Direction: The records that follow must be reproduced in full, exactly as written.

**** Input data

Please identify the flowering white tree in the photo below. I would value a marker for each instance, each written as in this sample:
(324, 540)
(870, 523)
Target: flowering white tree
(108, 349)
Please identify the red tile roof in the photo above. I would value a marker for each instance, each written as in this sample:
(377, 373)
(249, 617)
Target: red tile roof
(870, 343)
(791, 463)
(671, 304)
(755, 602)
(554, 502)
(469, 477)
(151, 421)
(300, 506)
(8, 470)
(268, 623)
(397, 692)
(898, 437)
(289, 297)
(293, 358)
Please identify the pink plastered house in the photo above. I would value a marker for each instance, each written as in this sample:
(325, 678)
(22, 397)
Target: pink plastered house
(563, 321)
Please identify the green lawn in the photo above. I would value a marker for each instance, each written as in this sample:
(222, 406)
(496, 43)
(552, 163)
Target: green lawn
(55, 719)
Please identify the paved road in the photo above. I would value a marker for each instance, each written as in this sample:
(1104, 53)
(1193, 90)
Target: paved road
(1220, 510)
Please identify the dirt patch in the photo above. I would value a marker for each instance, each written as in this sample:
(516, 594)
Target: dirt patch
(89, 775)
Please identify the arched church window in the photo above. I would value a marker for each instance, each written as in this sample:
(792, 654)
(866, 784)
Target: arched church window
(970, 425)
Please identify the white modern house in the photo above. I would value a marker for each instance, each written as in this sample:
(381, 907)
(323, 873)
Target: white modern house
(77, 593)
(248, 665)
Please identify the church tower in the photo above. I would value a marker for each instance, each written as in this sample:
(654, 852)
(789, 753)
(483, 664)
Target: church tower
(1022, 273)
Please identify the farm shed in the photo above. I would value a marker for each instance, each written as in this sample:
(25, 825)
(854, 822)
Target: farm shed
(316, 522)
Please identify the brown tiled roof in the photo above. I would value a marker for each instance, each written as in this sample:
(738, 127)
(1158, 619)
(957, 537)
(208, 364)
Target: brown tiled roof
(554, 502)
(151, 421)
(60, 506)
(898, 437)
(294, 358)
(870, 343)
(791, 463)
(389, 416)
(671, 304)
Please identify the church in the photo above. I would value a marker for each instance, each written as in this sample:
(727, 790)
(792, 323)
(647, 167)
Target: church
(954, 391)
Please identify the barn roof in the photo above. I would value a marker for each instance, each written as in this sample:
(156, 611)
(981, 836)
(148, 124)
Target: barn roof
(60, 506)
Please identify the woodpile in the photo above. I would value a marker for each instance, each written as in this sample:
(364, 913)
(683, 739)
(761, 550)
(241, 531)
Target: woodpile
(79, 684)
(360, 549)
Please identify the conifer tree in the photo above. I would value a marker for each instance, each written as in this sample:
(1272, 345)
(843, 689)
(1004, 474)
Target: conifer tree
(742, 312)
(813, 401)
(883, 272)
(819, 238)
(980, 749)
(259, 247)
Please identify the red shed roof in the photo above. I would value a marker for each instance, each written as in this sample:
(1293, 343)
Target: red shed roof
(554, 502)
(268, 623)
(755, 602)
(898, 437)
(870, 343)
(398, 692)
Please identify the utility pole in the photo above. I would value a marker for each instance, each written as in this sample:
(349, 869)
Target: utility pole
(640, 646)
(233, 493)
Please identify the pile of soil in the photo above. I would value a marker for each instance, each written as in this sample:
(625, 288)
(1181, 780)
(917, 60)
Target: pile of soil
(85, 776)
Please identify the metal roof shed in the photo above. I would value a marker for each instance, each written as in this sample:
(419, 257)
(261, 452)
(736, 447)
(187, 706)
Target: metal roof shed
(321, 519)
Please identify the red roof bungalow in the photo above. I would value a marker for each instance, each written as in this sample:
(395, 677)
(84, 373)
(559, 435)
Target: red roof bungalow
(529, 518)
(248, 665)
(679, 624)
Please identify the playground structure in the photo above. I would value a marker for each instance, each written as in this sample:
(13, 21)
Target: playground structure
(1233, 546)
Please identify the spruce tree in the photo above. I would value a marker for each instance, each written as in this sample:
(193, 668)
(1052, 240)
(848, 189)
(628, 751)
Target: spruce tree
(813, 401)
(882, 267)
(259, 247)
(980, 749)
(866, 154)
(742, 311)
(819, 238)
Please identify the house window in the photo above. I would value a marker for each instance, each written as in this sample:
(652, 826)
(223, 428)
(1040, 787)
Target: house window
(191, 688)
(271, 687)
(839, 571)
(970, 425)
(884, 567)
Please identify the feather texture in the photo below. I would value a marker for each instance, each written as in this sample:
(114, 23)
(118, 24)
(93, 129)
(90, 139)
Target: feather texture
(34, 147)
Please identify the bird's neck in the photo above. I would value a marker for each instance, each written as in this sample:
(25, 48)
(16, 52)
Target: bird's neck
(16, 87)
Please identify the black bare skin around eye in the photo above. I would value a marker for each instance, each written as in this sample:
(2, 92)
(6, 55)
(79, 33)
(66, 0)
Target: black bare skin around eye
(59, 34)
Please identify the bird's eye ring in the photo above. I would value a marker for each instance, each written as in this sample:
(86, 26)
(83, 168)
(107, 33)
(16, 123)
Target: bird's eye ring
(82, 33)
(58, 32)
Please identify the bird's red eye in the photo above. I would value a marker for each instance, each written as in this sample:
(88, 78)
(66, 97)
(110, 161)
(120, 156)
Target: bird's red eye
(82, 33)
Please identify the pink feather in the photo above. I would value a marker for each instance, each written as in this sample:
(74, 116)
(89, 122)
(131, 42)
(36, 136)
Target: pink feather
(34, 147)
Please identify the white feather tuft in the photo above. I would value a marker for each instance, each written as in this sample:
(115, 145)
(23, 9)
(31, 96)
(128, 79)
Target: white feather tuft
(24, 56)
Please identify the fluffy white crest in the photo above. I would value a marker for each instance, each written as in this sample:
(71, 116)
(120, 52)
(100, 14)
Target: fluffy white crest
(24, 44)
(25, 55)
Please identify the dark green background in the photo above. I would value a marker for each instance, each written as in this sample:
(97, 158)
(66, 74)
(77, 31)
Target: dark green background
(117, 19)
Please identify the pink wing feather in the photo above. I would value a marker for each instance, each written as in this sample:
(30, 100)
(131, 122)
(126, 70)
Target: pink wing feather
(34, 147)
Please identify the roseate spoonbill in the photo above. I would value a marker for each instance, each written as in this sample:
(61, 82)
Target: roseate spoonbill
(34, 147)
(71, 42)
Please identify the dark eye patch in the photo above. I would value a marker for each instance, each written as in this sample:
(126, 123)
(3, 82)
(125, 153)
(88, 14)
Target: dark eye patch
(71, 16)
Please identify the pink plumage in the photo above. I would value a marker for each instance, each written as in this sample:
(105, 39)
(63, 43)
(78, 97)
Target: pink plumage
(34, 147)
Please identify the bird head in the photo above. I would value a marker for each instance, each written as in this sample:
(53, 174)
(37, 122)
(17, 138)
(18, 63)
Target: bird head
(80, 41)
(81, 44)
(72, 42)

********

Answer to the problem:
Please identify the flowering white tree in the photo below. I would value a marker for each instance, each written as in this sample:
(324, 540)
(870, 523)
Target: flowering white tree
(108, 349)
Please identify the red tile roof in the photo above. I would value a marker for each instance, each written as in this sample:
(377, 373)
(249, 617)
Target: red tile roof
(870, 343)
(791, 463)
(671, 304)
(755, 602)
(554, 502)
(469, 477)
(151, 421)
(300, 506)
(8, 470)
(268, 623)
(397, 692)
(898, 437)
(289, 297)
(293, 358)
Please identify the pink plastered house in the photo above. I would value a marker for each instance, each written as in this sample:
(325, 678)
(22, 397)
Target: pink plastered house
(563, 321)
Please identify the green lawn in the photo above. I would value a marker for each instance, each written as in this sample:
(222, 406)
(496, 43)
(552, 163)
Target: green lawn
(55, 719)
Please identify the paved road in the photo above. I would value a marker for each instance, each written as in this sample:
(1104, 53)
(1193, 90)
Target: paved road
(1220, 510)
Please identify the dirt patch in the photo above. I would value a marker for each instance, each written as in this sample:
(516, 594)
Target: dirt patch
(89, 775)
Please identify the arched church window in the photo above. I would value a marker for each instance, each written as in this sample:
(792, 654)
(866, 784)
Target: arched church window
(970, 425)
Please identify the white modern house in the photo above. I would value a marker for each instance, each written as in this sample:
(381, 907)
(323, 873)
Target: white modern house
(77, 593)
(248, 665)
Please identify the church tower in the photo above. I would value a marker for each instance, each written as in this sample:
(654, 852)
(789, 753)
(483, 664)
Target: church tower
(1022, 273)
Please identify the farm shed in the photo above. I would value a marker for each instance, each written as in this sample:
(25, 825)
(854, 822)
Target: farm shed
(316, 522)
Please identify the brown tiled roof in the photo above. I would value a marker for each instance, each written as in this sample:
(738, 127)
(1158, 619)
(957, 537)
(208, 364)
Target: brown tiled roof
(554, 502)
(151, 421)
(60, 506)
(898, 437)
(294, 358)
(870, 343)
(791, 463)
(389, 416)
(671, 304)
Please identify the church in the photo above. I would value a marker for each instance, each written as in this sample:
(727, 790)
(792, 323)
(647, 167)
Target: church
(954, 391)
Please identify the barn roof in the photo above. I would value a marker for each instance, each written as in this sample:
(156, 611)
(981, 836)
(148, 124)
Target: barn roof
(60, 506)
Please identify the woodpile in the photo above. I would value a marker for each instance, each written as in this sample:
(364, 913)
(683, 739)
(761, 550)
(241, 531)
Target: woodpile
(79, 684)
(360, 549)
Please identify the conifer tree in the photo above. I would value a marker for each instance, each written as in this sample:
(1272, 345)
(843, 689)
(1004, 474)
Target: conifer tree
(742, 312)
(813, 401)
(883, 272)
(819, 238)
(980, 749)
(259, 247)
Please identify the red shed roof in the photo above. I would value a marker for each instance, each written as in this sample:
(1293, 343)
Target: red shed roof
(554, 502)
(268, 623)
(755, 602)
(898, 437)
(870, 343)
(398, 692)
Please identify the utility pole in the photo above. I would value a marker for each instance, each written as in this sample:
(349, 869)
Target: utility pole
(640, 646)
(233, 493)
Please identify the pile of soil in the photo above. I would value a marker for each instance, each written as in this sample:
(625, 288)
(1181, 780)
(917, 60)
Target: pile of soil
(85, 776)
Please identify the metal roof shed in the photo above. I would value a marker for each instance, each written as in this sample:
(419, 257)
(261, 452)
(736, 447)
(187, 706)
Target: metal roof shed
(321, 519)
Please identify the red roof bungalow in the photo above. I would value a marker for each instance, each written as in this sample:
(395, 677)
(84, 373)
(559, 435)
Target: red roof bungalow
(529, 518)
(248, 665)
(679, 624)
Please identify the playground structure in the photo above. I would value a marker for each instance, each written as in this sample:
(13, 21)
Target: playground structure
(1233, 546)
Please identify the spruce tree in the photo above. I would value a marker for each instance, each written as in this sample:
(193, 668)
(1052, 240)
(848, 189)
(628, 751)
Target: spruce tree
(813, 401)
(882, 267)
(259, 247)
(980, 749)
(866, 154)
(742, 311)
(819, 238)
Please identify the house window in the photo above. I would value a marker for each instance, each written as in this sample:
(652, 826)
(223, 428)
(1040, 787)
Target: house window
(191, 688)
(271, 687)
(839, 571)
(970, 425)
(884, 567)
Please identify the feather texture in the photo below. I would value a marker for each instance, each written as in this sample:
(114, 23)
(118, 24)
(93, 129)
(90, 139)
Target: feather texture
(34, 147)
Please identify the bird's neck in the photo above. I would value a marker for each instance, each written as in this sample:
(25, 48)
(16, 52)
Target: bird's neck
(16, 87)
Please identify the black bare skin around eye in the photo above. I would value a marker for each instance, each written as in this sample:
(2, 92)
(6, 55)
(79, 33)
(66, 0)
Target: black bare skin around eye
(59, 34)
Please identify the bird's eye ring in the photo above. I would value a marker for each instance, each written as in this sample:
(86, 26)
(83, 168)
(107, 33)
(16, 123)
Target: bird's eye ring
(82, 33)
(58, 32)
Please identify the bird's red eye in the photo above. I would value a marker for each instance, each written as in this sample:
(88, 78)
(66, 97)
(110, 161)
(120, 156)
Target: bird's red eye
(82, 33)
Please identify the pink feather in the photo above. I would value a marker for each instance, each written as in this sample:
(74, 116)
(89, 122)
(131, 42)
(36, 136)
Target: pink feather
(34, 147)
Please identify the white feather tuft in the photo above. I would value a marker for each instance, each written as in this sample:
(115, 145)
(23, 9)
(31, 96)
(128, 79)
Target: white feather tuft
(24, 56)
Please identify the fluffy white crest in the photo above. I would value a marker for each instance, each written as in this sample:
(71, 116)
(120, 52)
(100, 14)
Target: fluffy white crest
(24, 44)
(25, 55)
Please identify the dark green background in the photo above. I would value a marker for each instance, each written as in this sample:
(97, 158)
(66, 74)
(77, 31)
Target: dark green background
(117, 19)
Please identify the pink wing feather in the photo above. I would value a marker for each instance, each written as in this sample:
(30, 100)
(131, 122)
(126, 70)
Target: pink wing feather
(34, 147)
Please identify the roseate spoonbill in the photo above. I would value a marker for each instance, each written as in this sample:
(61, 82)
Target: roseate spoonbill
(34, 147)
(71, 42)
Please identify the dark eye patch in the photo above. I would value a marker for each instance, each written as in this sample:
(126, 123)
(3, 82)
(125, 153)
(88, 14)
Target: dark eye patch
(71, 16)
Please identify the pink plumage in the photo above. I would value a marker for each instance, each written as in this sample:
(105, 39)
(63, 43)
(78, 97)
Target: pink plumage
(34, 147)
Please identify the bird head in the photo above. I would value a marker for each instance, each written as in this sample:
(53, 174)
(37, 122)
(17, 138)
(18, 63)
Target: bird head
(80, 41)
(81, 44)
(72, 42)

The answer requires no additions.